§ What you are asked to do:
Please reproduce the records from the line with "task | locate a point on every instance of the bare" up to and including the line with "x=526 y=254", requests included, multiplying every point coordinate in the answers by 0.9 and rounding to whole numbers, with halves rounded up. Leave the requests and their format samples as they are, and give only those lines.
╭──
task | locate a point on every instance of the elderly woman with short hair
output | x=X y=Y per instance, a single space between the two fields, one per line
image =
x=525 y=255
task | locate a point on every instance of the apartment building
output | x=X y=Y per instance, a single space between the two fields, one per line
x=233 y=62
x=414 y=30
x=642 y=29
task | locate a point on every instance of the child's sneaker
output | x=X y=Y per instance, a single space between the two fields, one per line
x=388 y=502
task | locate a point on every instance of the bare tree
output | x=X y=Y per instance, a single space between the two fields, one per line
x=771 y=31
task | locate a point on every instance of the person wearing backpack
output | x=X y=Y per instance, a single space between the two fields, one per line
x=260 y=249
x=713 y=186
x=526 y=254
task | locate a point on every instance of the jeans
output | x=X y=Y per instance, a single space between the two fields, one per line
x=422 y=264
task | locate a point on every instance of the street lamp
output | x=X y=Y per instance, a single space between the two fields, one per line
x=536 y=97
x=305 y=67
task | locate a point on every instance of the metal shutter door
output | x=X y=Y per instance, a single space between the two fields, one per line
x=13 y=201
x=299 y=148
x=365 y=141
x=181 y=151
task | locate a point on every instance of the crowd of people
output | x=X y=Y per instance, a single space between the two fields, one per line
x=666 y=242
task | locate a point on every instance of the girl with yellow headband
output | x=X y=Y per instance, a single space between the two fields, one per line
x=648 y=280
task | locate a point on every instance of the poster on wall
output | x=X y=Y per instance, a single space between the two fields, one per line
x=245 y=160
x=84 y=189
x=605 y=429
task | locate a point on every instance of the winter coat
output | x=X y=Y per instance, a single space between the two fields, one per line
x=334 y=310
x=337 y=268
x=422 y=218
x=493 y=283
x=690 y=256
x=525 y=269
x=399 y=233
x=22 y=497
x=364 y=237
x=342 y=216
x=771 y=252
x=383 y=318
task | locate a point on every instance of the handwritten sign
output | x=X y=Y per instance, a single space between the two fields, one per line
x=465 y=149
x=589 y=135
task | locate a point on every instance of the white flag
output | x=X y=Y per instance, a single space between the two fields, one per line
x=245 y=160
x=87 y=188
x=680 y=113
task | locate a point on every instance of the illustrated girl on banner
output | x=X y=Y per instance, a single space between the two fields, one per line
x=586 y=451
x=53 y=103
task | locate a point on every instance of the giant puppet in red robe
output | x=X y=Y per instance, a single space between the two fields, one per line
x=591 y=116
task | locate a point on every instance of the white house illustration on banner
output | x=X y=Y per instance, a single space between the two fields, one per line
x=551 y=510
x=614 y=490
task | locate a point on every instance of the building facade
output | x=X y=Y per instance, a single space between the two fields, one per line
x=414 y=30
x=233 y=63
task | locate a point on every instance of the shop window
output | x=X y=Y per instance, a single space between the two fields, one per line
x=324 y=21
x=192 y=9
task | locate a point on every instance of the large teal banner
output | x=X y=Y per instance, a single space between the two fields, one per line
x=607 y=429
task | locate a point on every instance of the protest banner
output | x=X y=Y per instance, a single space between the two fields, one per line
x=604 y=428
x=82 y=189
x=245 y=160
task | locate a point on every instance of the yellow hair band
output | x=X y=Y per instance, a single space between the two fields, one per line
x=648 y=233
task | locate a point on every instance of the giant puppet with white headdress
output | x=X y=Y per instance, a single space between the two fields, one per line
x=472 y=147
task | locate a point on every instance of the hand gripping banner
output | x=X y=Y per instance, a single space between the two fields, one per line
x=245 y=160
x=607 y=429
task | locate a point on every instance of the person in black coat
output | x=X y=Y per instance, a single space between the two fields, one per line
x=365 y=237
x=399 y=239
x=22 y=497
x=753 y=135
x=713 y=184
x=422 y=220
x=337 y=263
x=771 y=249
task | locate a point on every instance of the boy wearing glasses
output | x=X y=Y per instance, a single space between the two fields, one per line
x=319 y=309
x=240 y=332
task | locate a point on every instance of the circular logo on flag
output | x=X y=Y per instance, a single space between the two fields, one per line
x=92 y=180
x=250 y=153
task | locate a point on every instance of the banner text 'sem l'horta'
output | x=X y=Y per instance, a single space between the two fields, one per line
╰──
§ Output of the exercise:
task | locate a point on every instance of the bare tree
output | x=X y=Y per instance, a single space between the two fields, one per line
x=694 y=28
task | locate a point on every instance of the person wearing backpack
output | x=X y=Y per instance, a single space between the two fields, one per line
x=234 y=224
x=642 y=167
x=473 y=229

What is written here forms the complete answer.